Consigne:
Dans l'extrait sur la négation chez Spinoza, recopiez le passage compris entre « (1) aucun usage » et « problème. Je m'explique. », inclus, en remplaçant « la négation » par « la privation ».

Extrait à lire:

· · · · ·

Bonjour jvidal, et bienvenue sur ce forum!

jvidal a écrit :Si l'on est cohérent avec une telle affirmation, cela signifie que la négation n'est qu'une abstraction illusoire si on la considère indépendamment de toute idée. La négation en dehors d'une idée singulière donnée est une illusion qui est de même nature que l'illusion du libre arbitre.

Ma question est: cette thèse spinoziste est-elle vraie? Si oui, alors:

(1) aucun usage de la négation abstraite ne doit correspondre à une expérience qui soit capable de prouver une idée.

(2) on ne doit pas non plus pouvoir comprendre la négation indépendamment de l'idée singulière.


Peut-être que quelque chose d'essentiel m'a échappé, mais de prime abord j'avoue ne pas voir où se trouve le problème. Je m'explique.

A mon sens, Spinoza nous invite à concevoir la négation ainsi: nier une chose A d'une chose B, c'est dire que A et B sont de nature contraire (niveau logique), ou que ces deux choses ne peuvent se trouver dans un seul et même sujet (niveau ontologique) (voir E3P5).

Comment peut-on savoir qu'A et B s'excluent mutuellement? Par une opération rationelle, celle-ci consistant, dans le spinozisme, à comparer plusieurs choses/idées afin de comprendre "en quoi ces choses se conviennent, diffèrent ou s'opposent" (E2P29sc).

Prenons par exemple la démonstration de l'E1P11, qui contient une de ces multiples reductiones ad absurdum: "Si tu le nies, conçois, si c'est possible, que Dieu n'existe pas. Donc son essence n'enveloppe pas l'existence. Or cela est absurde: Donc Dieu existe nécessairement".

En quoi cette démo consiste-t-elle? Il s'agit de concevoir la possibilité que Dieu n'existe pas. On va donc produire dans notre Esprit une idée qui nie l'existence (A) de Dieu (B). Si l'on tente d'y voir plus clair, il faut essayer de penser ensemble, dans une seule et même idée, l'idée que l'essence de Dieu n'enveloppe pas l'existence nécessaire, et l'idée de Dieu, substance qui est cause de soi, c'est-à-dire dont l'essence enveloppe nécessairement l'existence. Il est facile de voir qu'effectivement, les idées A et B s'opposent, sont contraires l'une à l'autre.

· · · · ·

Données sources:

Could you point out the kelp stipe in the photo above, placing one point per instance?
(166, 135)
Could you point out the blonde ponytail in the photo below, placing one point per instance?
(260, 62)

· · · · ·

Corrigé détaillé:
(1) aucun usage de la privation abstraite ne doit correspondre à une expérience qui soit capable de prouver une idée.

(2) on ne doit pas non plus pouvoir comprendre la privation indépendamment de l'idée singulière.


Peut-être que quelque chose d'essentiel m'a échappé, mais de prime abord j'avoue ne pas voir où se trouve le problème. Je m'explique.